■ **Página**

:::

Wednesday, November 28, 2007

Asilo dos Sonhos

O que acontece com as suas fantasias de infância quando você simplesmente deixa de imaginá-las? O que acontece com os seus sonhos e seus ideais perdidos ou não realizados? Às vezes a vida é bruta e a realidade fala mais alto, derrubando fantasias e ideais à machadadas feito pinheiros que caem para servir de madeira.
Gosto de imaginar que cada fantasia perdida encontra seu lar numa espécie de asilo; uma colcha de retalhos onde sonhos não realizados se costuram formando um emaranhado imaginário, onde cabem lado a lado o amor não realizado no colegial, o velho sonho de se tornar astronauta, a expectativa pelo brinquedo que não chegou no Natal, a saudade do amigo que nunca voltou... ou a história que preservou seu final inalterado, por maior que fosse o esforço em mudá-lo.

:::

■ **Tarefas a realizar**
1. Responda com base no texto "Asilo dos Sonhos":
(a) A que o texto compara as fantasias e os ideais derrubados pela realidade?
(b) Onde, segundo o texto, cada fantasia perdida encontra seu lar?
(c) Que velho sonho de profissão aparece entre os que cabem lado a lado?
2. Mostre todas as linhas dos dados que contêm a palavra "metal", levando em conta maiúsculas e minúsculas.

■ **Dados apresentados**
:::

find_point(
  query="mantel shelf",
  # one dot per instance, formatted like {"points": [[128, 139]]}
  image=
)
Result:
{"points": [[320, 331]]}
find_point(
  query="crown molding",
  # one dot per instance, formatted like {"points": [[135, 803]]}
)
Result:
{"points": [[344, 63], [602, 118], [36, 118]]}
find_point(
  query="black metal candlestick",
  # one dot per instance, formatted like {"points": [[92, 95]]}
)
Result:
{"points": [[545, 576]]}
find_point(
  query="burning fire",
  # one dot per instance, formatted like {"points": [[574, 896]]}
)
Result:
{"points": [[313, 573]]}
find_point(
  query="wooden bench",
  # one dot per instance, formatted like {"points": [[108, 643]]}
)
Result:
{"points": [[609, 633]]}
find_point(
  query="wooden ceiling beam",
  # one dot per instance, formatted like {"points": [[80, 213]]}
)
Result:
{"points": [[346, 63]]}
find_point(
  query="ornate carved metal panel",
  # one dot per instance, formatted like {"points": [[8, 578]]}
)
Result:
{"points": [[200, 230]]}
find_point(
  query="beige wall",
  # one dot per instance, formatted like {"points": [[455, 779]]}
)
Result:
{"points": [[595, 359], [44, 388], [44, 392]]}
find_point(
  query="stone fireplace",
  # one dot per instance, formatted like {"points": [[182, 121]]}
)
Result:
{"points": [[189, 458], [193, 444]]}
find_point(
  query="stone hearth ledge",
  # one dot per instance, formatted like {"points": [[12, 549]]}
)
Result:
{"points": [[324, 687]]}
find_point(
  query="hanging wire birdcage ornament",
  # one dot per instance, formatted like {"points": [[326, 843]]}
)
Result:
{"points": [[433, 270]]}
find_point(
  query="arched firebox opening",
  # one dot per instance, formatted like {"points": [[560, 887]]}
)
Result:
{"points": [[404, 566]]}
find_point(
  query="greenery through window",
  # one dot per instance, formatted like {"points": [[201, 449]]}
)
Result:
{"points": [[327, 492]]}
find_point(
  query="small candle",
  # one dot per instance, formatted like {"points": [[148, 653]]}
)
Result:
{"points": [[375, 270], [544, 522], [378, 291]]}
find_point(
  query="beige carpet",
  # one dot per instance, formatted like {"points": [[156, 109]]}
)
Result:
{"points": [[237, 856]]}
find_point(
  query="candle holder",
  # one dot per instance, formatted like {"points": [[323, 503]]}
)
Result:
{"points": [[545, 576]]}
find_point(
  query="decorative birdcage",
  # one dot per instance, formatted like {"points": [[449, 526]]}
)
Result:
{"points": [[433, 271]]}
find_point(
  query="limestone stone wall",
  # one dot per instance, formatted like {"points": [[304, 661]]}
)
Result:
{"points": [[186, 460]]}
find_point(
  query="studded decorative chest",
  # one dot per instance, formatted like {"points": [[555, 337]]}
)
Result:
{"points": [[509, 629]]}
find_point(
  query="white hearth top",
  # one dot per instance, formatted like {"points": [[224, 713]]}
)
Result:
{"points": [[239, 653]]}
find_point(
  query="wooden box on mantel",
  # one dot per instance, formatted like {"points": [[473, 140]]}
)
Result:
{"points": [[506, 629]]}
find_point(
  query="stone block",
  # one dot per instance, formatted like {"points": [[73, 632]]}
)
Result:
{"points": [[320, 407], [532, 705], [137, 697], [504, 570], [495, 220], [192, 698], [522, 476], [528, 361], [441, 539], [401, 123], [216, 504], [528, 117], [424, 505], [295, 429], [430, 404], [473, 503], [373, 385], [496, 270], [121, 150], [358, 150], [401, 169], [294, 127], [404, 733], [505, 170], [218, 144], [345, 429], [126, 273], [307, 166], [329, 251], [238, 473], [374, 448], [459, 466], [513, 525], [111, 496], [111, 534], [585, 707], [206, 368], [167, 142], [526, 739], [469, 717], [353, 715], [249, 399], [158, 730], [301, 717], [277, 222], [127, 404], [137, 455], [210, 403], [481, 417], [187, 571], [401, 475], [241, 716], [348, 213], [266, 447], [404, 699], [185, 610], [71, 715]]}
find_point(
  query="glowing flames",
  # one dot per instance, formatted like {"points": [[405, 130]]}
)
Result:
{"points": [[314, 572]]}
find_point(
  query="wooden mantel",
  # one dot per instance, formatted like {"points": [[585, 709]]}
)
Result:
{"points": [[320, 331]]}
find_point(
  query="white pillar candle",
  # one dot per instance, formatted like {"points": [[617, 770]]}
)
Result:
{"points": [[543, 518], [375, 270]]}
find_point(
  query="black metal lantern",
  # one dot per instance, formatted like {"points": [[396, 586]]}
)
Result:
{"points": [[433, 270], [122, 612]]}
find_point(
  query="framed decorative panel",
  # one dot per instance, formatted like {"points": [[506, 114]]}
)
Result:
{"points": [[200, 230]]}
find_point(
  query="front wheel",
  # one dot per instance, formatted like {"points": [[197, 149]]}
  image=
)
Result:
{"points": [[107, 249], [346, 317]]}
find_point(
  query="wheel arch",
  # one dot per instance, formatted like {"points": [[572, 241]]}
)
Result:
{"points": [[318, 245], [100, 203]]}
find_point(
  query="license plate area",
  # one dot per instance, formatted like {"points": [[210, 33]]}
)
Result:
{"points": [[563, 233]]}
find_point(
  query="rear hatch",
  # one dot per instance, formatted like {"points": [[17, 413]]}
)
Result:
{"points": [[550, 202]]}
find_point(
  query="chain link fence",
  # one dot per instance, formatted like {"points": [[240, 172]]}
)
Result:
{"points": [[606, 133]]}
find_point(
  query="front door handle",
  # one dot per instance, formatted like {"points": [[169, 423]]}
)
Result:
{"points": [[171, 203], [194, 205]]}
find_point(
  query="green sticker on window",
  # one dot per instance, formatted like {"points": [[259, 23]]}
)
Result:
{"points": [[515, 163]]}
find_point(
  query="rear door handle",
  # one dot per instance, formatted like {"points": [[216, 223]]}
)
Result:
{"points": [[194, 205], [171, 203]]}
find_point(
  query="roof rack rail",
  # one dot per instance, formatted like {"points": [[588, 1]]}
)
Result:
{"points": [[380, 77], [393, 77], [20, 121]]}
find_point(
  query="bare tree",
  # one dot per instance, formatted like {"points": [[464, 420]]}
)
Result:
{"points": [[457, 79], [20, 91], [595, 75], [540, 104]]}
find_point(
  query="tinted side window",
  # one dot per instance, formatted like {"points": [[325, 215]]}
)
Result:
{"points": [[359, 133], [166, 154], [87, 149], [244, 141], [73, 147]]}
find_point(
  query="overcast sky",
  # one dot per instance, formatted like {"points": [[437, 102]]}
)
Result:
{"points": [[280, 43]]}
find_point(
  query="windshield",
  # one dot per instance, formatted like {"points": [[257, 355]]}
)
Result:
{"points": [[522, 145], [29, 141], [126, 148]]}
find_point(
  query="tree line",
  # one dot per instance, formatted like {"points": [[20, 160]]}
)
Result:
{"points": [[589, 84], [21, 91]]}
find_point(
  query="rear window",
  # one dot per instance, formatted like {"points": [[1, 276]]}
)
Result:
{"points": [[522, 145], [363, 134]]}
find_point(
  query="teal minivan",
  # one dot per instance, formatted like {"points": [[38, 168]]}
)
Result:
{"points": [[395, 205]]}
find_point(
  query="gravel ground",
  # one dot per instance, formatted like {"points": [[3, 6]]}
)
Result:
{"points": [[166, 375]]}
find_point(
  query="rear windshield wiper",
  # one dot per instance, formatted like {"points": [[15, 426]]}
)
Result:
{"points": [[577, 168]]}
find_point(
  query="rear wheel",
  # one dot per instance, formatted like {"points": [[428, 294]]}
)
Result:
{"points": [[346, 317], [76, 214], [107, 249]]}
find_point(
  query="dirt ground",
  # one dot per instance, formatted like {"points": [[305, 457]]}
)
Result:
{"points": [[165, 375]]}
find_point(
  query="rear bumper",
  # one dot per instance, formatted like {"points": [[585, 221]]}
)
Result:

:::

■ **Resultados por tarefa**
1.
(a) A pinheiros que caem para servir de madeira.
(b) Numa espécie de asilo.
(c) O sonho de se tornar astronauta.

2.
  query="black metal candlestick",
  query="ornate carved metal panel",
  query="black metal lantern",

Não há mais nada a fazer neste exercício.